**Cosa fare:** Prosegui il brano sull'armonia come base morale delle comunità, riprendendo subito dopo l'ultima frase riportata.

── Testo scelto ──

L’Archetipo Anno IV n. 5, Marzo 1999

COMUNITÀ

  L'armonia come base morale

Ciò che in questi ultimi secoli poteva essere conquista della coscienza del singolo, d’ora in poi dovrà a poco a poco essere conquistato dai gruppi, da comunità. Ma non esiste compito piú difficile, poiché una comunità è una massa fluttuante; essa cambia continuamente, non solo il suo volto esteriore, ma anche il suo viso interiore. Non appena un certo strato generazionale, grazie a lotte esistenziali ed esperienze, ha raggiunto un gradino piú maturo nell’approfondimento della coscienza, ecco che incalza la seguente generazione oppure chi prima stava in disparte: questi ora devono incominciare daccapo a raccogliere esperienze e di conseguenza risospingono il livello di maturità già conquistato su un precedente meno maturo gradino. Quando davanti a questa giovane retroguardia si presentano vecchi problemi, essa tende facilmente a giudicare e a condannare, ha la parola pronta, ma nella maggior parte dei casi le mancano le basi necessarie per la formazione di un giudizio. In casi complicati non le è neanche possibile ottenerle. Si dipende quindi da vaghe dicerie che hanno la caratteristica non solo di cambiare forma come Proteo, ma anche di falsare la sostanza, di trasformare spesso persino i fatti nel loro contrario. Cosicché nel trascorrere di anni e di decenni si sono sviluppati conflitti il cui valore obiettivo si perde nelle simpatie e antipatie e nelle velleità della natura umana. Chi non ha partecipato con consapevolezza a tutto quanto fin dall’inizio, si trova presto irretito in un tessuto senza trasparenza e vede spettri, non realtà; brancola nel buio, e la verità gli si sottrae.

───
── Materiale grezzo ──

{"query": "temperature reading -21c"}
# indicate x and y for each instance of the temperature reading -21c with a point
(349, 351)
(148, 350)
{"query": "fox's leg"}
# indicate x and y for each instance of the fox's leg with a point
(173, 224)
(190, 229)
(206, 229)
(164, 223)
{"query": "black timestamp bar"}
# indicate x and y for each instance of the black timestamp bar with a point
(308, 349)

───
── Materiale grezzo ──

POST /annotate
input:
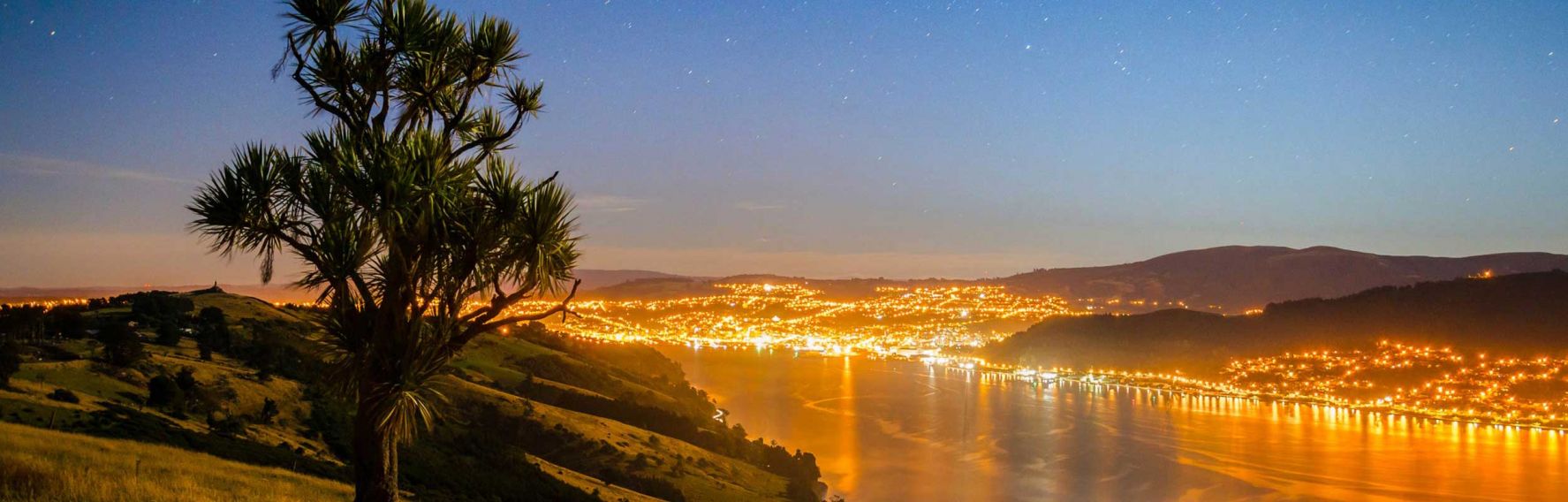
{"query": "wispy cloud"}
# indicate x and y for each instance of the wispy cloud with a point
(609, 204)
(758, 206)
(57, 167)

───

**Risposta al compito:**
Ora, ogni nuova generazione è piú avveduta di quella precedente. Certo, perché nella sua umanità si appropria del progresso intellettuale appena raggiunto dai suoi predecessori e lo sviluppa ulteriormente. Ma non per questo essa è piú saggia, perché la saggezza è una conquista del singolo, mediante il lavoro individuale effettuato su se stesso e l’esperienza acquisita nel corso di molte incarnazioni, e in una vita presente ben impiegata. È molto istruttivo sperimentare quanto possano essere ingenue o addirittura stolte persone superavvedute, e quanto poco savie siano delle creature splendidamente dotate! E come stanno le cose riguardo alla verità? Essa rimane un’aspirazione per l’umanità. Non l’abbiamo mai per intero. Quanta autoillusione, quanto accecamento si rovesciano su di essa anche quando crediamo di possederla completamente! Come viene ripetutamente fatta a pezzi da passione, sicurezza di sé, vanità e ambizione! Se essa vive invece come aspirazione, come anelito nell’anima, allora esiste in ogni caso una base sulla quale si può continuare a costruire, anche quando tutto sembra vacillare. Allora non tutto è perduto, non c’è da disperare. È però indispensabile che esista nell’uomo questo anelito come impulso – anche se per un certo tempo è stato soverchiato – come un impulso alla veracità. Quando si mente invece a sangue freddo, muovendo da chiara conoscenza dei fatti, allora, se una tale volontà interferisse coscientemente nella vita della comunità, sarebbe davvero illusorio sperare nella sua guarigione.
Ma questi problemi sono casi rari, e devono essere corroborati da fatti saldamente accertati per poter essere considerati tali. L’obiettività non deve mai essere offuscata da opinioni provocate dalla passione, da simpatia, né da dicerie costrittive ed eccitanti. Tutto ciò induce a conclusioni errate.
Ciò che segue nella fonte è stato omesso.